**Quelltext**.
Jerusalem/Brüssel - Israel hat im Streit mit der Europäischen Union um Sanktionen gegen seine Siedlungen in den besetzten Gebieten nach einem Medienbericht weitgehend nachgegeben. Die israelische Regierung habe in Brüssel einen fertigen Vertragsentwurf für die künftige Forschungszusammenarbeit vorgelegt, meldete die Tageszeitung "Haaretz". Darin werde erstmals die europäische Position anerkannt, dass EU-Gelder nicht in Projekte fließen dürfen, die jenseits der Grenzen Israels vor dem Sechstagekrieg von 1967 liegen.

Die israelische Beteiligung am europäischen Kooperationsprogramm "Horizont 2020" war in den letzten Monaten heftig umstritten, nachdem die EU neue Zulassungskriterien für Israel beschlossen hatte. Das Programm fördert von 2014 bis 2020 Forschungs- und Entwicklungsprojekte aus einem EU-Topf.

Territorialklausel als Stein des Anstoßes

Ende Juni in Brüssel veröffentlichte Leitlinien sehen ab Jänner 2014 für alle Kooperationsabkommen im Forschungsbereich eine Territorialklausel vor. Diese soll verhindern, dass EU-Fördermittel für israelische Institutionen oder Unternehmen auch Siedlungen in den seit 1967 besetzten Gebieten im Westjordanland, in Ostjerusalem und auf den Golanhöhen zugutekommen. Israelische Regierungsvertreter hatten zunächst betont, die Forschungsstätten würden aus Prinzip nicht verpflichtend erklären, dass sie keine Verbindungen zu den Siedlungen unterhielten.

**Datensatzauszug**.
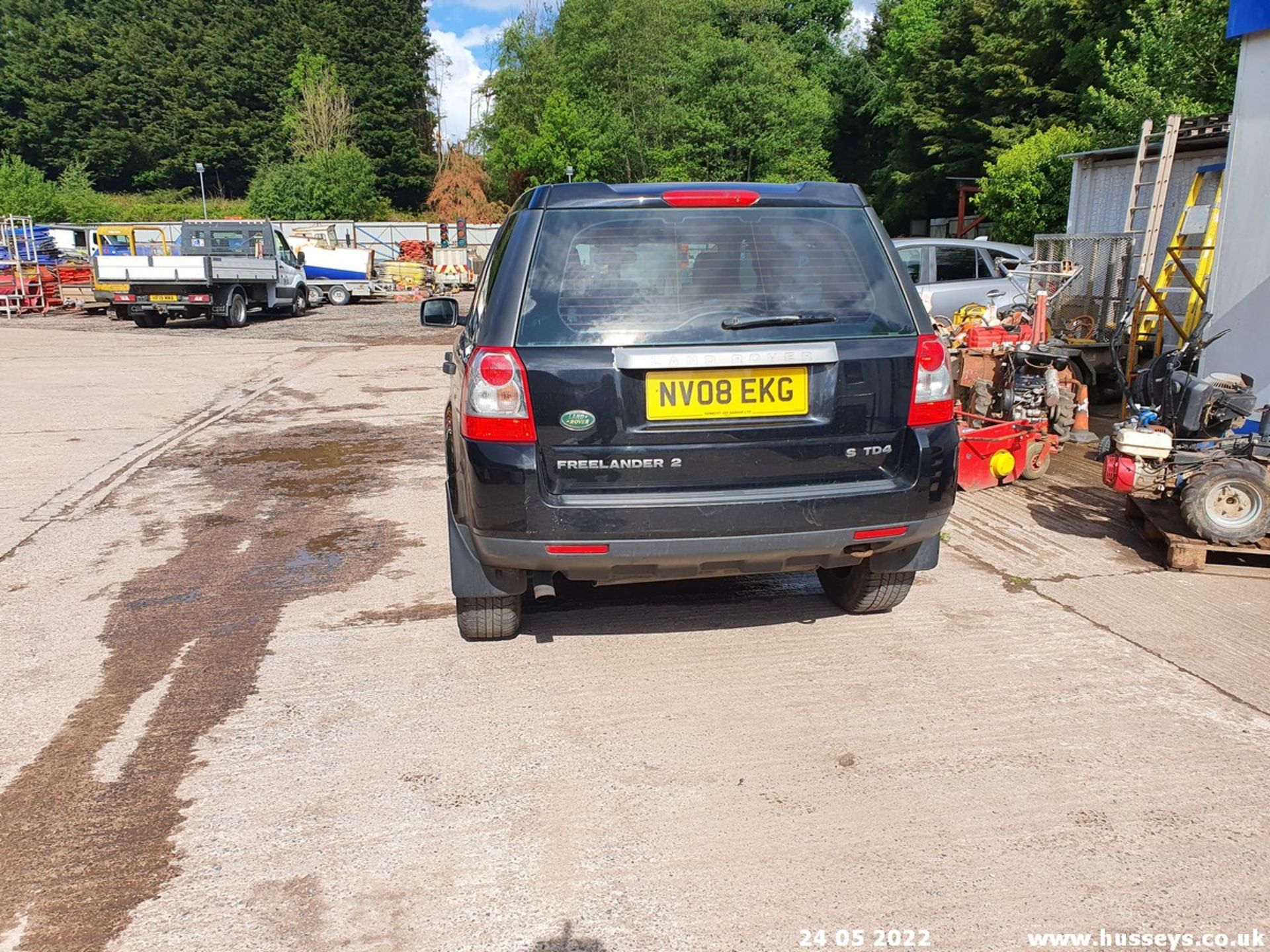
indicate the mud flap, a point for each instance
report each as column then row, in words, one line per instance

**Aufgaben**.
(a) Gib den Abschnitt des Quelltexts, beginnend mit „Die israelische Beteiligung“ und weiter bis „aus einem EU-Topf.“, noch einmal wieder und benenne dabei „Monaten“ in „Wochen“ um.
(b) Führe den Bericht über den Streit zwischen Israel und der EU um die Forschungszusammenarbeit nach seinem letzten Satz weiter.

**Lösungen**.
(a)
Die israelische Beteiligung am europäischen Kooperationsprogramm "Horizont 2020" war in den letzten Wochen heftig umstritten, nachdem die EU neue Zulassungskriterien für Israel beschlossen hatte. Das Programm fördert von 2014 bis 2020 Forschungs- und Entwicklungsprojekte aus einem EU-Topf.

(b)
Wie "Haaretz" berichtete, waren die Gesandten aller 28 EU-Mitgliedsländer in Israel am Montag auf Einladung des EU-Botschafters in Tel Aviv, Lars Faaborg-Andersen, zusammengekommen. Dieser habe sie über den israelischen Textvorschlag informiert. Faaborg-Andersen habe in Aussicht gestellt, dass in den nächsten Tagen eine Einigung erreicht und das Abkommen noch im November unterzeichnet werden könne. Der Sprecher der EU-Botschaft in Israel sagte auf Anfrage, wegen der Vertraulichkeit der Verhandlungen könne er den Zeitungsbericht nicht kommentieren.

Israelische Regierungsvertreter bestätigten gegenüber "Haaretz", dass der in Brüssel eingereichte Entwurf der EU "sehr weit entgegenkomme". Nach Angaben eines europäischen Diplomaten will Israel eine Klausel in das Abkommen einfügen, die die eigene Position verdeutlicht. Demnach bedeute die Anerkennung der EU-Position zu den besetzten Gebieten nicht, dass dadurch die künftigen endgültigen Landesgrenzen vorherbestimmt werden, die einzig in Verhandlungen zwischen Israelis und Palästinensern definiert werden könnten.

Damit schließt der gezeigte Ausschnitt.